▶ _Work instructions_
Can you write out all of the material below, word for word?

▶ _Records shown_
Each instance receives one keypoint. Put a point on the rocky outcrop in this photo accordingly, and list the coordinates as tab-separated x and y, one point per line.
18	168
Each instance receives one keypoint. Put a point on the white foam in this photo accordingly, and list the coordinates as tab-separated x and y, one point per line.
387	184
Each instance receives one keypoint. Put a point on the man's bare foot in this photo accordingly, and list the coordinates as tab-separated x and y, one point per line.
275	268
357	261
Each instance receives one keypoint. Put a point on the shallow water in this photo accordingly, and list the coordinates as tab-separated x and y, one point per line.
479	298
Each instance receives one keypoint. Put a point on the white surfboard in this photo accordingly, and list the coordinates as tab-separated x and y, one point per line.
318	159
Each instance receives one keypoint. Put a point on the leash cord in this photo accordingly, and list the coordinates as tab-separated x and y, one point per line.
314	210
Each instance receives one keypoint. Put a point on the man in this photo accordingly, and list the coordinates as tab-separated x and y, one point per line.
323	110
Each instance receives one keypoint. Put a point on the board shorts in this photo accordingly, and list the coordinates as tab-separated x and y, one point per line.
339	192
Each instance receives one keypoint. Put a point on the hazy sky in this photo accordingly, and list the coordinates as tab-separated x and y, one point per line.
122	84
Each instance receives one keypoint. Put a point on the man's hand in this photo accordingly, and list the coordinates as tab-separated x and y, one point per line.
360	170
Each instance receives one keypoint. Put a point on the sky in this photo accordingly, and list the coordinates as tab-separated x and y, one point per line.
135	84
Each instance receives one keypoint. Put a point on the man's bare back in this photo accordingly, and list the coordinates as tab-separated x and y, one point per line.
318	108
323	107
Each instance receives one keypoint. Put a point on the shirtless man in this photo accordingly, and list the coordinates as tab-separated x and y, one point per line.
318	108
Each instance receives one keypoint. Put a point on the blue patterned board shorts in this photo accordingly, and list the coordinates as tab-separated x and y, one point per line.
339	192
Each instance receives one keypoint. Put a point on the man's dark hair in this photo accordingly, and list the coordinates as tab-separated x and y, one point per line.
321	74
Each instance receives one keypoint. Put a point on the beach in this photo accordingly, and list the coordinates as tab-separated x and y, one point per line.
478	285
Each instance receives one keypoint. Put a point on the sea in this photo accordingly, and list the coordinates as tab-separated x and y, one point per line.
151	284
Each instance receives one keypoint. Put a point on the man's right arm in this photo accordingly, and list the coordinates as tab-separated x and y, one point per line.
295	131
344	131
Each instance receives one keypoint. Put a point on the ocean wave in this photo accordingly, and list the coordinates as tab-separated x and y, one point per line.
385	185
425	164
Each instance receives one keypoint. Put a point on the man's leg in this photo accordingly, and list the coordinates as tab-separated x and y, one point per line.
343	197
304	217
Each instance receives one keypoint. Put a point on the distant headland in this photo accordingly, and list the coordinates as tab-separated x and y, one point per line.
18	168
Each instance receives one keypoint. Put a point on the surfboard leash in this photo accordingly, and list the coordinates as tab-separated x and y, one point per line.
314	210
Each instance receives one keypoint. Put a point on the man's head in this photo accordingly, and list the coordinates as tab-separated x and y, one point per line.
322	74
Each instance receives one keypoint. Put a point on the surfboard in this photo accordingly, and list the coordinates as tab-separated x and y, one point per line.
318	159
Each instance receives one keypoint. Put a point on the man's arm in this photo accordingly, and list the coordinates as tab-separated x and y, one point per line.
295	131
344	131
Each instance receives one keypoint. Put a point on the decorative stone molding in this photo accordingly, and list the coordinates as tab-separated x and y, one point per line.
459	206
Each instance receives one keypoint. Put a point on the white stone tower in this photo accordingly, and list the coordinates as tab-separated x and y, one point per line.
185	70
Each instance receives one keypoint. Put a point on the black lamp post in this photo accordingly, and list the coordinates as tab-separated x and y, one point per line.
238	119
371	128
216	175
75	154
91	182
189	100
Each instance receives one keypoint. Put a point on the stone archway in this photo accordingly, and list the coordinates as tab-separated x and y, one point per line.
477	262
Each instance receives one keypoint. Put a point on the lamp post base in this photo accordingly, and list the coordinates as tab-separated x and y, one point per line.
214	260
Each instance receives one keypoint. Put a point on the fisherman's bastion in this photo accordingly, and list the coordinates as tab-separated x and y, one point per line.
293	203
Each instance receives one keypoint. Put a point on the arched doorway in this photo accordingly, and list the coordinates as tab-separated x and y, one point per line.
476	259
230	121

▶ _Exercise solution_
Each instance receives one keypoint. Put a point on the rocky outcrop in this photo accordingly, and list the coordinates as tab-separated x and y, one point per line.
18	168
Each instance receives one keypoint. Put a point on the white foam in this photo accordingly, and list the coordinates as tab-separated x and y, one point per line.
387	184
Each instance receives one keypoint. Put a point on the man's bare foot in this photo accordingly, and list the coordinates as tab-separated x and y, one point per line.
275	268
357	261
Each instance receives one keypoint. Put a point on the shallow water in this photo accordingly, and list the coordinates as tab-separated x and y, one point per line.
479	298
Each instance receives one keypoint. Put a point on the white surfboard in this photo accordingly, and list the coordinates as tab-separated x and y, one point per line.
318	159
Each instance receives one keypoint. Put a point on the leash cord in this photo accordingly, and list the coordinates as tab-separated x and y, one point per line.
314	210
Each instance receives one keypoint. Put a point on the man in this photo accordingly, and list the coordinates as tab-separated x and y, one point per line.
323	110
Each instance receives one keypoint. Put a point on the board shorts in this photo accordingly, and list the coordinates as tab-separated x and y, one point per line.
339	192
Each instance receives one keypoint. Put a point on the hazy sky in this photo accordingly, and list the coordinates as tab-separated x and y, one point per line.
122	84
Each instance receives one keypoint. Put a point on the man's hand in this photo accordingly, and list the coordinates as tab-separated x and y, one point per line.
360	170
Each instance receives one keypoint. Put a point on the sky in this photo accordingly, and list the coordinates as tab-separated x and y, one point per line.
135	84
Each instance receives one keypoint. Put a point on the man's bare back in this photo accordingly, and list the coordinates as tab-separated x and y, one point per line.
318	108
323	107
Each instance receives one keypoint. Put a point on the shirtless man in this photo accordingly, and list the coordinates as tab-separated x and y, one point per line.
318	108
Each instance receives one keypoint. Put a point on the blue patterned board shorts in this photo accordingly, and list the coordinates as tab-separated x and y, one point per line.
339	192
Each instance receives one keypoint. Put a point on the man's dark hair in this photo accordingly, and list the coordinates as tab-separated x and y, one point per line.
321	74
Each instance receives one keypoint. Put a point on the beach in this photo accordingly, and list the coordinates as tab-separated x and y, one point per line.
478	285
Each instance receives one keypoint. Put a point on the sea in this photo accordingly, and list the coordinates as tab-separated x and y, one point per line.
151	284
Each instance receives one keypoint. Put a point on the man's right arm in this photo accordingly, and list the coordinates as tab-separated x and y, one point per line.
295	131
344	131
Each instance receives one keypoint. Put a point on the ocean wave in this photo accordingly, and list the coordinates as tab-separated x and y, one point per line.
385	185
425	164
Each instance receives one keypoint. Put a point on the man's leg in this photo accordingly, and list the coordinates as tab-separated x and y, one point per line.
343	197
304	217
Each instance receives one keypoint. Put a point on the distant headland in this photo accordingly, and list the coordinates as tab-separated x and y, one point per line.
18	168
Each instance receives one keypoint. Put a point on the surfboard leash in this photo accordingly, and list the coordinates as tab-separated x and y, one point per line.
314	210
Each instance receives one keypoint. Put a point on the man's head in this photo accordingly, and list the coordinates as tab-separated x and y, one point per line.
322	74
Each instance receives one keypoint. Put a point on the surfboard in this photo accordingly, and list the coordinates as tab-separated x and y, one point per line.
318	159
Each instance receives one keypoint. Put a point on the man's arm in this photo accordingly, and list the coordinates as tab-separated x and y, one point per line.
295	131
344	131
Each instance receives one keypoint. Put a point on the decorative stone molding in this photo accordingly, and list the coordinates as tab-separated x and y, one point per line.
459	206
Each instance receives one keypoint. Put a point on the white stone tower in this photo accordingly, and list the coordinates as tab-separated x and y, one point per line.
185	70
Each instance receives one keypoint. Put a point on the black lamp post in this photo accordingly, and list the coordinates as tab-separated x and y, one point per line.
238	119
371	128
216	175
75	154
91	182
189	100
Each instance receives one keypoint. Put a point on the stone archway in this photo accordingly, and list the coordinates as tab-separated x and y, one point per line.
477	262
Each instance receives one keypoint. Put a point on the lamp post base in this photo accordingly, and list the coordinates as tab-separated x and y, one point per line.
214	260
Each instance receives one keypoint. Put a point on the fisherman's bastion in this photo accordingly, and list the coordinates as tab-separated x and y, one point per line.
293	203
Each instance receives one keypoint. Put a point on the arched doorway in this photo accordingly, and list the coordinates as tab-separated x and y, one point per line.
476	259
230	121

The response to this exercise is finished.